■ **TEXT PASSAGE**
....

I want to write about the wonderful experience of having a home birth (see *2), but don't want to intrude on Tasha's privacy. Suffice it to say it was really good, so good to be home and have everything at hand to make Tasha comfortable, and then be able to take baby in our arms and settle into bed right away. We spent the first 36 hours after birth all in bed together and I think that time was really important.
I've always wanted to have kids, but I'm (mostly) glad that I waited this long. For one thing Tasha is a wonderful mom and I'm glad I found her. But also, I realize now that I wasn't ready in my twenties. I've changed a lot in the last five years and I'm a much better person now. I've learned important lessons that are helping me a lot in this challenging time, like to do hard work correctly you have to not only complete the task but also keep a good attitude and be nice to the people around you while you do it. And that when you are tired and hungry is when you can really show your character; anyone can have a good attitude when they're fresh, but if you get nasty when the going gets tough then you are nasty. etc. standard cbloom slowly figures out things that most people learned in their teens.
Now for some old-style ranting.
1. "We had a baby". No you fucking did not. Your wife had a baby. If you were a really good husband, you held her hand and got her snacks. She squeezed a watermelon out of her vagina. You do not get to take any credit for that act, it was all her. It's a bit like Steve Jobs saying "we invented" anything; no you did not you fucking credit-stealing douchebag, your company didn't even invent it, much less you.
(tangent : I can't stand the political correctness in sport post-game interviews these days; they're all so sanitized and formulaic. They must go to interview coaching classes or something because everyone says exactly the same things. Of course it's not the athlete's fault, they would love to have emotional honest outbursts, it's the god damn stupid public who throw a coniption if anybody says anything remotely true. In particular this post reminds me of how athletes always immediately go "it wasn't just me, it was the team"; no it was not, Kobe, you just had an 80 point game, it was all fucking you, don't give me this bullshit credit to the team stuff. Be a man and say "*I* won this game".)
2. People are busy-body dicks. When we would tell acquaintances about our plans to have a home birth, a good 25% would feel like they had to tell us what a bad idea that was and nag us about the dangers of childbirth. Shut the fuck up you stupid asshole. First of all, don't you think that maybe we've researched that more than you before making our decision, so you don't know WTF you're talking about? Second of all, we're not going to change our mind because of your nagging, so all you're doing is being nasty about something you're not going to change. We didn't ask for your opinion, you can just stay the hell out of it. (The doctors that we would occasionally see for tests were often negative and naggy as well, which only made us more confident in our choice).

....

■ **DATA FOR ANALYSIS**
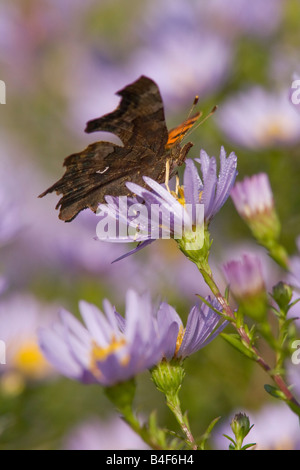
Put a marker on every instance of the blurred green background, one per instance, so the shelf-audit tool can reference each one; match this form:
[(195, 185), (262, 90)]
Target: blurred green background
[(62, 62)]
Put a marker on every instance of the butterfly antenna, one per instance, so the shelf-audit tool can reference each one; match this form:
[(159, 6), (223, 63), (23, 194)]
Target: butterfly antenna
[(214, 109)]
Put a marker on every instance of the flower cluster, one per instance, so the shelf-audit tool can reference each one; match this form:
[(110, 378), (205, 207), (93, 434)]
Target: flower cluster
[(110, 348)]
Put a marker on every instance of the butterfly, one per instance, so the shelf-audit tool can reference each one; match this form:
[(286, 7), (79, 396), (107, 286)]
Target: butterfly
[(103, 168)]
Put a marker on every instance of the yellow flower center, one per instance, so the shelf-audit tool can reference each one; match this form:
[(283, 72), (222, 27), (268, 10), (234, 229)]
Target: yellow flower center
[(30, 361), (179, 339), (99, 354)]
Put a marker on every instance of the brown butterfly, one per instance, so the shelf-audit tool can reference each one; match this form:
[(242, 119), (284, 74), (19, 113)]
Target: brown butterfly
[(103, 167)]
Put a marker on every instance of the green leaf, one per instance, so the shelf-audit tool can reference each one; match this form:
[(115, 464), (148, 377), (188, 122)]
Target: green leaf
[(246, 446), (236, 342), (274, 392), (207, 433)]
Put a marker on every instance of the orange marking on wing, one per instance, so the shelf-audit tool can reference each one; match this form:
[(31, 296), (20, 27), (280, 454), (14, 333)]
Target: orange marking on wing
[(177, 133)]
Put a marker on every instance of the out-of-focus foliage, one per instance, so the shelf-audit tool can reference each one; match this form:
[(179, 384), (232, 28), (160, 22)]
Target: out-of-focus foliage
[(62, 62)]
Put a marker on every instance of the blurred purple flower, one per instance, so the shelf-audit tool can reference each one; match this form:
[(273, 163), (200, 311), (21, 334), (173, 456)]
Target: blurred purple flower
[(245, 276), (20, 317), (242, 17), (201, 328), (253, 196), (110, 349), (180, 53), (276, 427), (294, 276), (216, 189), (259, 119), (94, 434), (11, 217), (253, 199), (295, 91)]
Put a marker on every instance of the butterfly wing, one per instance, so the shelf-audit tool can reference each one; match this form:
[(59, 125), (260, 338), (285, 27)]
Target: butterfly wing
[(139, 115), (178, 133), (103, 168)]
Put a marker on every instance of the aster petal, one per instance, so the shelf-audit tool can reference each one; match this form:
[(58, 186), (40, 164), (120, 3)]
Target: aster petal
[(139, 247), (192, 183), (226, 179)]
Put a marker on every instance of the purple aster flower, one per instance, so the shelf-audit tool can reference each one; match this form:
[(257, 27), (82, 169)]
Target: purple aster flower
[(183, 215), (201, 328), (295, 92), (245, 276), (110, 349), (259, 119), (253, 199), (175, 29), (20, 317), (246, 282), (216, 189)]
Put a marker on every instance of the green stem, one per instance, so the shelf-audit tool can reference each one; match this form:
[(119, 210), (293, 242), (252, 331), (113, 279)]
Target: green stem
[(174, 405), (277, 378)]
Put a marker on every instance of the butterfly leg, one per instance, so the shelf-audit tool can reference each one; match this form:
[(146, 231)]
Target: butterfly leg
[(177, 184), (167, 177)]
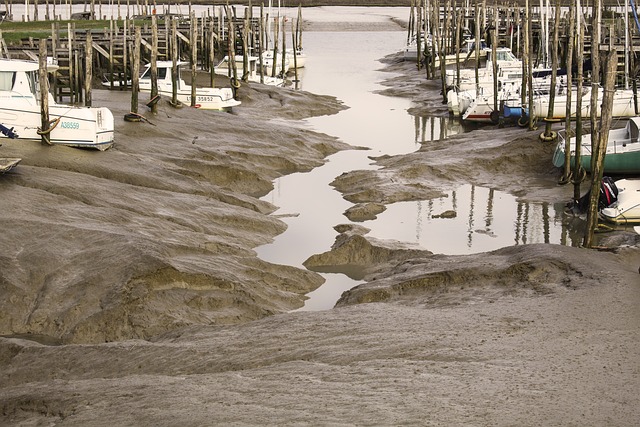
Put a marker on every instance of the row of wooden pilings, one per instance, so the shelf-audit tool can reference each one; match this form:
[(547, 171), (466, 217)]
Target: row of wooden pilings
[(574, 37), (112, 52)]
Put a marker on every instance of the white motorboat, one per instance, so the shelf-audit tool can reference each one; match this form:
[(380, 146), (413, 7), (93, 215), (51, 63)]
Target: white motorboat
[(622, 103), (70, 125), (281, 67), (622, 155), (253, 75), (506, 62), (207, 98), (627, 208)]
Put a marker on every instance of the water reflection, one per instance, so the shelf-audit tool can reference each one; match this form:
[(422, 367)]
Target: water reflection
[(429, 129), (472, 219)]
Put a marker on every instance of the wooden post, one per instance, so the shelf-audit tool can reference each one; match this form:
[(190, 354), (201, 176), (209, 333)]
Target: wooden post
[(578, 171), (554, 71), (477, 47), (245, 46), (212, 53), (72, 98), (54, 44), (569, 133), (276, 31), (261, 44), (111, 79), (154, 62), (284, 47), (88, 70), (124, 81), (494, 43), (44, 93), (174, 65), (294, 43), (135, 72), (443, 53), (193, 37), (605, 125), (595, 75), (460, 13), (416, 29), (525, 63), (529, 53)]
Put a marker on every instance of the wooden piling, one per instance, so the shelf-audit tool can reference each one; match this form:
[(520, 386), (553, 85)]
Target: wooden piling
[(595, 74), (45, 127), (568, 132), (599, 153), (193, 40), (88, 69), (554, 71), (494, 43), (261, 44), (294, 43), (135, 71), (174, 65), (578, 170), (154, 63)]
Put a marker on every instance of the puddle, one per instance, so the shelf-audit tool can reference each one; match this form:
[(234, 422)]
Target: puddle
[(472, 219)]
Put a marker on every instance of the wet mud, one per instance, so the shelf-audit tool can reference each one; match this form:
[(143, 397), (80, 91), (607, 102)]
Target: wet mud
[(132, 294)]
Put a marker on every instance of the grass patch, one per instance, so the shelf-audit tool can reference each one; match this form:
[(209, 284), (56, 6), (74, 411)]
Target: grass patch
[(14, 32)]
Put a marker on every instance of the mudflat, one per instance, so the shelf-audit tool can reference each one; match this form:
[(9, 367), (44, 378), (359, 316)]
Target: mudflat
[(131, 294)]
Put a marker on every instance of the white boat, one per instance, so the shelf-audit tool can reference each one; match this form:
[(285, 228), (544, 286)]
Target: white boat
[(253, 76), (410, 52), (70, 125), (627, 208), (622, 103), (622, 155), (207, 98), (466, 52), (505, 61), (281, 68)]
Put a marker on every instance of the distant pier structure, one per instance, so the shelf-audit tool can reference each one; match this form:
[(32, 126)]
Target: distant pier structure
[(218, 31)]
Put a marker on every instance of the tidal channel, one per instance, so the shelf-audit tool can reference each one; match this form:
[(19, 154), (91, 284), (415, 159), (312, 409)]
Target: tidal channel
[(346, 65)]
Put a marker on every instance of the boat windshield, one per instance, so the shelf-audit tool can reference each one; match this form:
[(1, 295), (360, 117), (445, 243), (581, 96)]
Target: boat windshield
[(7, 79), (162, 74), (32, 79)]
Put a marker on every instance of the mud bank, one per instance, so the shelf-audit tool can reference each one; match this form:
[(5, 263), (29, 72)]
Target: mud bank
[(157, 232), (148, 246)]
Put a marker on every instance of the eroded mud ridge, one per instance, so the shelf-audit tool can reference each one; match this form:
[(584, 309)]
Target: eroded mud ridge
[(156, 233)]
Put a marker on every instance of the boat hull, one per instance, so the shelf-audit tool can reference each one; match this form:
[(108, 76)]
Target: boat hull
[(622, 156), (72, 126), (627, 208)]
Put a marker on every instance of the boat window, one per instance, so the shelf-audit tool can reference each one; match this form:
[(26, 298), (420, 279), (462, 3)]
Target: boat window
[(162, 73), (7, 79), (32, 79)]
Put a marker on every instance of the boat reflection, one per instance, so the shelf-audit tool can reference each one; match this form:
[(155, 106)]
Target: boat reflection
[(431, 128), (472, 219)]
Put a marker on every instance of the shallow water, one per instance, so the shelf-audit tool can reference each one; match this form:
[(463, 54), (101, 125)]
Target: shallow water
[(345, 65)]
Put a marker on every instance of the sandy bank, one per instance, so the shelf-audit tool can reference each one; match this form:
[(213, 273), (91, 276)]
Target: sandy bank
[(149, 245)]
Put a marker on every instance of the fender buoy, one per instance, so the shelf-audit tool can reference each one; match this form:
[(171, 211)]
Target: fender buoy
[(523, 121), (132, 117), (548, 138), (565, 179), (153, 101), (52, 125), (582, 174)]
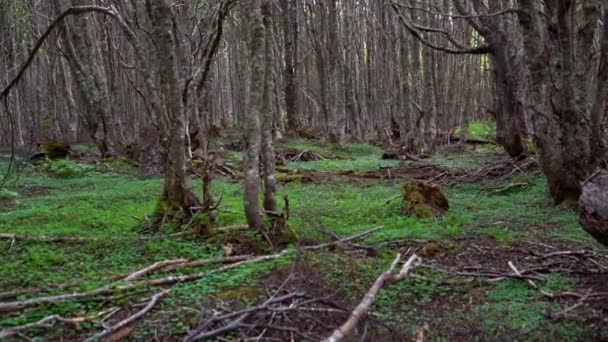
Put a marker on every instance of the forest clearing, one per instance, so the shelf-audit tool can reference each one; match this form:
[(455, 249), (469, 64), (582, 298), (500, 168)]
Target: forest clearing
[(285, 170)]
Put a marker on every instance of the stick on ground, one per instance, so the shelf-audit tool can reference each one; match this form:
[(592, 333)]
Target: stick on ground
[(129, 320), (363, 308)]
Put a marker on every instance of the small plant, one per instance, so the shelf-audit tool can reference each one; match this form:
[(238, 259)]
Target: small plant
[(66, 168), (480, 129), (7, 195)]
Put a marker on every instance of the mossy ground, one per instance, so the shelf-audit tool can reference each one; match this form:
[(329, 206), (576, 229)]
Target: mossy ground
[(107, 205)]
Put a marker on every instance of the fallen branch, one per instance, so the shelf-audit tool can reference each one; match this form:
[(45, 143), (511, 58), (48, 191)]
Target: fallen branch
[(348, 239), (200, 333), (43, 323), (130, 319), (112, 289), (14, 237), (363, 308), (154, 267), (507, 188), (20, 292)]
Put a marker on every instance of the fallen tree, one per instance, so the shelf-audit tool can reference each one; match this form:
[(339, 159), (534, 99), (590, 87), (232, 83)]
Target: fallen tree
[(385, 279)]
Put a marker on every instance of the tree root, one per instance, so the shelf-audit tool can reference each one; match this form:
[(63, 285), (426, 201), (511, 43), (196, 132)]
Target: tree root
[(130, 319)]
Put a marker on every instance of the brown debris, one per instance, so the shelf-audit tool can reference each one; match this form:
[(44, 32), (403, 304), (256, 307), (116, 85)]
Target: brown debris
[(424, 200)]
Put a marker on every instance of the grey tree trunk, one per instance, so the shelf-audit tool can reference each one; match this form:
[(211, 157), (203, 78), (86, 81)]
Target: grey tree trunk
[(176, 198), (254, 108)]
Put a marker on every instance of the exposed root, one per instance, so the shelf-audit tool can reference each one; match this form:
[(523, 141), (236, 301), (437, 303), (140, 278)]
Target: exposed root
[(171, 280), (128, 321)]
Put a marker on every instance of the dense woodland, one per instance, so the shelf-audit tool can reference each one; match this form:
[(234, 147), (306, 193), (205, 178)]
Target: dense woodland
[(246, 169)]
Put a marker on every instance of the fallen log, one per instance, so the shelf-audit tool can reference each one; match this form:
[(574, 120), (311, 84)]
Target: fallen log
[(363, 308), (593, 206), (43, 323), (129, 320), (113, 288)]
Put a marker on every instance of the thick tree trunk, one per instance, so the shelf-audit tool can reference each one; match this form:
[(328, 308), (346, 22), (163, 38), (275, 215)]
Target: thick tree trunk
[(509, 114), (88, 69), (593, 207), (176, 198), (254, 107), (268, 153), (290, 33), (559, 112)]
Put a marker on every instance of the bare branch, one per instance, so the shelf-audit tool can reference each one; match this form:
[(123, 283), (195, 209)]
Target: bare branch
[(363, 308)]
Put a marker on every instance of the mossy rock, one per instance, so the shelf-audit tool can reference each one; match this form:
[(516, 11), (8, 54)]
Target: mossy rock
[(240, 238), (424, 200), (293, 177)]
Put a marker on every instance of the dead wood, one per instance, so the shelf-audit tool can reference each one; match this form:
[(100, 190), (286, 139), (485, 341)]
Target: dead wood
[(348, 239), (507, 188), (154, 267), (363, 308), (128, 321), (15, 237), (593, 206), (200, 333), (20, 292), (43, 323), (113, 289)]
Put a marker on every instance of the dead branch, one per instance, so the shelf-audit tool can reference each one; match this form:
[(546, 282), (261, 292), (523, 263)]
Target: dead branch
[(43, 323), (130, 319), (363, 308), (112, 289), (200, 332), (154, 267), (348, 239), (20, 292), (14, 237), (109, 289), (507, 188)]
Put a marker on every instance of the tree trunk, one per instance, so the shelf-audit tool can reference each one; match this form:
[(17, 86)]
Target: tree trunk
[(593, 207), (290, 33), (176, 199), (255, 104), (268, 153)]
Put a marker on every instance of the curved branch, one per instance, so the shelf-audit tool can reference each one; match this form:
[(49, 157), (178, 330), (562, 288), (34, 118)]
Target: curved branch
[(478, 50), (69, 12)]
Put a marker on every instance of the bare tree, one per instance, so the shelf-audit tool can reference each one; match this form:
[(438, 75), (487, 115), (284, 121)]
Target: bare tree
[(567, 88)]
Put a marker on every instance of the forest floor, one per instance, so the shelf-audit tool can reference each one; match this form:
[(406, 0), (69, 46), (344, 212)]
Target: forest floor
[(465, 290)]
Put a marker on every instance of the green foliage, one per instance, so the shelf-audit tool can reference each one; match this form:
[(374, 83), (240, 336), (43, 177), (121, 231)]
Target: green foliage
[(7, 195), (66, 168), (109, 209), (480, 129)]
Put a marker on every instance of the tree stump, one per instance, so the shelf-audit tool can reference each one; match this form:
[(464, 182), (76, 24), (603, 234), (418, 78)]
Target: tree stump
[(593, 207), (424, 200)]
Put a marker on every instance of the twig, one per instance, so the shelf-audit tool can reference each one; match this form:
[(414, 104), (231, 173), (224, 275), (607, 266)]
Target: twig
[(43, 323), (531, 282), (507, 188), (130, 319), (110, 289), (14, 237), (16, 293), (351, 238), (200, 333), (363, 308), (388, 201), (154, 267)]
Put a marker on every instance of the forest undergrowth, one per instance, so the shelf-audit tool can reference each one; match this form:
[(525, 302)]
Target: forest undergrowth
[(504, 263)]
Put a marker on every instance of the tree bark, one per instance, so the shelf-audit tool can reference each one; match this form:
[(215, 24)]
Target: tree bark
[(255, 106)]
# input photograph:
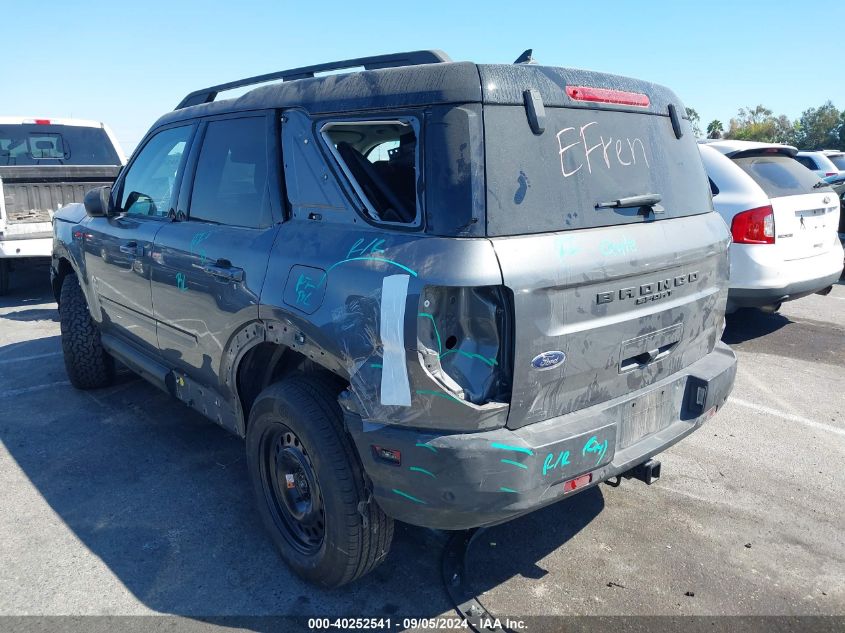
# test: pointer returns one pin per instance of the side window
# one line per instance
(148, 185)
(714, 190)
(808, 162)
(381, 160)
(230, 186)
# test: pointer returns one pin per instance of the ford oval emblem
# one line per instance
(548, 360)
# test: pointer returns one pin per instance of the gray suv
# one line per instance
(432, 291)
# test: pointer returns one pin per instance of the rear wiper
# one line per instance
(646, 202)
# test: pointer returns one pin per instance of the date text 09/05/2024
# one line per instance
(435, 624)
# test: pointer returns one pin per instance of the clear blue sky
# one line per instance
(126, 63)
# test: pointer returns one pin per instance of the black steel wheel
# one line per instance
(291, 490)
(309, 483)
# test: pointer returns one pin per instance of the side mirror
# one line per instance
(97, 202)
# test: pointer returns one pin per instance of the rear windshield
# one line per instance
(838, 160)
(779, 175)
(555, 180)
(32, 144)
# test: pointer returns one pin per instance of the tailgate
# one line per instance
(624, 308)
(805, 224)
(605, 233)
(32, 194)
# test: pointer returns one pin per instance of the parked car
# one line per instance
(438, 292)
(45, 164)
(783, 220)
(837, 183)
(817, 162)
(837, 158)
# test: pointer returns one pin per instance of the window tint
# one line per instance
(148, 185)
(380, 159)
(778, 175)
(838, 160)
(230, 185)
(559, 180)
(38, 144)
(714, 190)
(808, 162)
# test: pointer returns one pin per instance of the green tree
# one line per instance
(820, 128)
(760, 124)
(715, 129)
(695, 121)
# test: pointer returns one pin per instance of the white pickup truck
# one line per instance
(44, 165)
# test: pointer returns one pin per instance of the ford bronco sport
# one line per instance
(443, 293)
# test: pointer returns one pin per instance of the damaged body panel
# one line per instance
(506, 283)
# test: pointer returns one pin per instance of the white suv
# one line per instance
(783, 220)
(819, 163)
(836, 157)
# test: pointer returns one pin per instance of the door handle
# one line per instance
(224, 271)
(130, 248)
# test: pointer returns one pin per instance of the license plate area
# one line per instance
(648, 414)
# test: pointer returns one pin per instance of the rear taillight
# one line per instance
(465, 341)
(755, 226)
(605, 95)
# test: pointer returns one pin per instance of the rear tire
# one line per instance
(309, 484)
(87, 363)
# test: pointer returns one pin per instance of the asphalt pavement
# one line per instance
(122, 501)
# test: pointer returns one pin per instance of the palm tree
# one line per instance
(715, 129)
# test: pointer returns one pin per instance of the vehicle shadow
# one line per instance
(32, 314)
(746, 324)
(162, 497)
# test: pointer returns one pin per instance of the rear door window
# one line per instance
(148, 186)
(838, 160)
(808, 162)
(554, 181)
(230, 185)
(379, 159)
(778, 175)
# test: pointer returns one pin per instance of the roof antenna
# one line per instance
(526, 57)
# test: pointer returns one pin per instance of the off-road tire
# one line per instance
(88, 364)
(357, 534)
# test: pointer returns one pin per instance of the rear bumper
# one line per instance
(758, 297)
(26, 247)
(760, 276)
(468, 480)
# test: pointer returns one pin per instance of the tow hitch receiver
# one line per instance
(646, 472)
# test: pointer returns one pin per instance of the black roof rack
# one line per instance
(413, 58)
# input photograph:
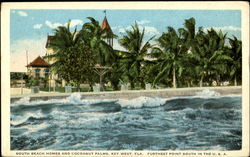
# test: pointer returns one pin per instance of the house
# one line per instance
(49, 50)
(38, 68)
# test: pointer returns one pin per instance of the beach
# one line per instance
(130, 94)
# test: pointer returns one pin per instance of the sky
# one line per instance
(29, 28)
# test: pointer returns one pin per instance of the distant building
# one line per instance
(38, 68)
(49, 51)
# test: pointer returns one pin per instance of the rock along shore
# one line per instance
(130, 94)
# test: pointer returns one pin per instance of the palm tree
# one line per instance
(208, 56)
(73, 57)
(95, 35)
(235, 52)
(133, 62)
(170, 55)
(62, 42)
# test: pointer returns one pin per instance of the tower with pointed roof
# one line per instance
(109, 33)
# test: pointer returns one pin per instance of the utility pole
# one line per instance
(27, 59)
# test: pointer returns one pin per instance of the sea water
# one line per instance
(207, 121)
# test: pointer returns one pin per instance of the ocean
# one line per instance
(206, 121)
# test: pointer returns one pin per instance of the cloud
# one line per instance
(53, 25)
(141, 22)
(22, 13)
(225, 28)
(75, 22)
(37, 26)
(18, 61)
(149, 30)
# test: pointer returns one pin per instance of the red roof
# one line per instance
(105, 24)
(38, 62)
(49, 39)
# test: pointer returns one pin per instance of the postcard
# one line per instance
(125, 79)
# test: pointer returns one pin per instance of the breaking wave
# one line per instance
(205, 121)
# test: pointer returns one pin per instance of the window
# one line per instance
(46, 71)
(37, 73)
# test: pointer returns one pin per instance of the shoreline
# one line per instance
(131, 94)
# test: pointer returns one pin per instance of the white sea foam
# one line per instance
(208, 93)
(141, 102)
(16, 120)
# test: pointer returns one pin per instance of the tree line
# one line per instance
(180, 57)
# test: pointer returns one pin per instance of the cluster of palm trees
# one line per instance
(178, 58)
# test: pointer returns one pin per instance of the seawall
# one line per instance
(130, 94)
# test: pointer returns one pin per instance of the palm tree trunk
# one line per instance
(174, 78)
(235, 81)
(201, 80)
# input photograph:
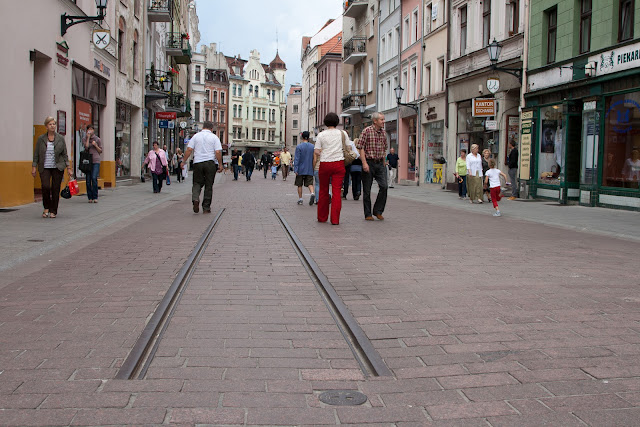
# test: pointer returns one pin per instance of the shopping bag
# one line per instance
(73, 187)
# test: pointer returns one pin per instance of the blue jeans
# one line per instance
(92, 182)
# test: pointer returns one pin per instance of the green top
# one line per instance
(461, 167)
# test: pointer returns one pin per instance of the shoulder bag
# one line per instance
(349, 155)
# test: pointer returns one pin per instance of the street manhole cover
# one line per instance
(343, 398)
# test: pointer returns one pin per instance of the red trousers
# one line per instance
(495, 196)
(330, 173)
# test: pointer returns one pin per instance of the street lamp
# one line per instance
(493, 49)
(67, 21)
(399, 90)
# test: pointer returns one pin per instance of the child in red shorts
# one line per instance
(492, 177)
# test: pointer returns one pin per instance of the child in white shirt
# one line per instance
(492, 177)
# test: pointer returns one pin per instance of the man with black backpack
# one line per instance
(249, 162)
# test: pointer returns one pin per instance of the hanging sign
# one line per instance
(101, 38)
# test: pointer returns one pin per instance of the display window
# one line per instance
(551, 147)
(622, 141)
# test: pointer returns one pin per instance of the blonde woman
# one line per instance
(474, 174)
(50, 159)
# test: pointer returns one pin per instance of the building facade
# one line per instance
(294, 101)
(257, 103)
(582, 115)
(360, 64)
(66, 77)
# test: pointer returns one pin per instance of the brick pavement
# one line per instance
(483, 321)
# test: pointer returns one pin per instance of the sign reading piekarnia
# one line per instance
(484, 107)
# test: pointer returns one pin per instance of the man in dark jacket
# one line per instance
(266, 163)
(249, 162)
(512, 162)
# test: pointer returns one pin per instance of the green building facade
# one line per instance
(582, 111)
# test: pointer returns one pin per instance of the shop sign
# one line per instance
(484, 107)
(491, 124)
(624, 58)
(166, 115)
(525, 150)
(99, 65)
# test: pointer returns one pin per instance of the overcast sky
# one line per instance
(239, 27)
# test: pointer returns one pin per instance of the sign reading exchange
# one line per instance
(484, 107)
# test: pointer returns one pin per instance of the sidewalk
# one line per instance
(603, 221)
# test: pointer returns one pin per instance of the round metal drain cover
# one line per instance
(343, 398)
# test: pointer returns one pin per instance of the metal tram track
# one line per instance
(139, 359)
(370, 361)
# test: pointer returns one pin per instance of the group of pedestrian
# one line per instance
(479, 175)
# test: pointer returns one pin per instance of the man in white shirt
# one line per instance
(207, 159)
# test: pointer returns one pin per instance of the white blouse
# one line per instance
(330, 142)
(474, 164)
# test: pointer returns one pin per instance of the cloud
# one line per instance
(239, 28)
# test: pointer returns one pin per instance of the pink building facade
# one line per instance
(410, 80)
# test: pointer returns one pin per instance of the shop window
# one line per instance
(585, 26)
(621, 147)
(550, 156)
(551, 17)
(626, 20)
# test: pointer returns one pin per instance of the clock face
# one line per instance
(101, 38)
(493, 84)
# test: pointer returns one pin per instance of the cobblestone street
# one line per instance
(481, 320)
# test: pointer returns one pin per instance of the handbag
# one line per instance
(349, 155)
(73, 187)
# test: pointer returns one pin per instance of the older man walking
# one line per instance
(207, 159)
(373, 147)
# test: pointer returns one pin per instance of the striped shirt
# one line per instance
(374, 143)
(49, 156)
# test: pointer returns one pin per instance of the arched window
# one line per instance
(122, 28)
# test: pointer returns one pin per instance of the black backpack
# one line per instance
(86, 162)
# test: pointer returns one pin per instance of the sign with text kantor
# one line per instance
(484, 107)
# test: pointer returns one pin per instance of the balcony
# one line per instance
(355, 50)
(355, 8)
(159, 11)
(351, 102)
(179, 48)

....

■ **WHAT YOU WILL DO**
Pick up the home birth post right after its last sentence and continue it.

■ **WRITTEN REPLY**
It's a bit like if a friend tells you they're marrying someone and you go "her?". Even if the marriage is a questionable choice, they're not going to stop it due to your misgivings, so all you're doing is adding some unpleasantness to their experience.
You always run into these idiots when you do software reviews or brainstorming sessions. You'll call a meeting to discuss revisions to the boss fight sequence, and some asshole will always chime in with "I really think the whole idea of boss fights sucks and we should start over". Umm, great, thanks, very helpful. We're not going to tear up the whole design of the game a few months from shipping, so maybe you could stick to the topic at hand and get some kind of clue about what things are reasonable to change and which need to be taken as a given and worked within as constraints.
Like when I'd ask for reviews of Oodle, a few of the respondents would give me something awesomely unhelpful like "I don't like the entire style of the API, and I'd throw it out and do a new one" , or "actually I think a paging + data compression library is a bad idea and I'd just start over on something else". Great, thanks; I might agree with you but obviously you must know that that is not going to happen and it's not what I was asking for, so if you don't want to say anything helpful then just say "no".
ADDENDUM : a few notes on home birth and midwives.
Even if you are planning to do home birth (without a doctor present), you should get an OB and do a prenatal visit with them to "establish care". That way you are officially their patient, even if you don't see them again. In the US health care system, if you do wind up having a problem, or even just a question, and you have not "established care" with a certain practice, you are just fucked. You would wind up at the ER and that's never good.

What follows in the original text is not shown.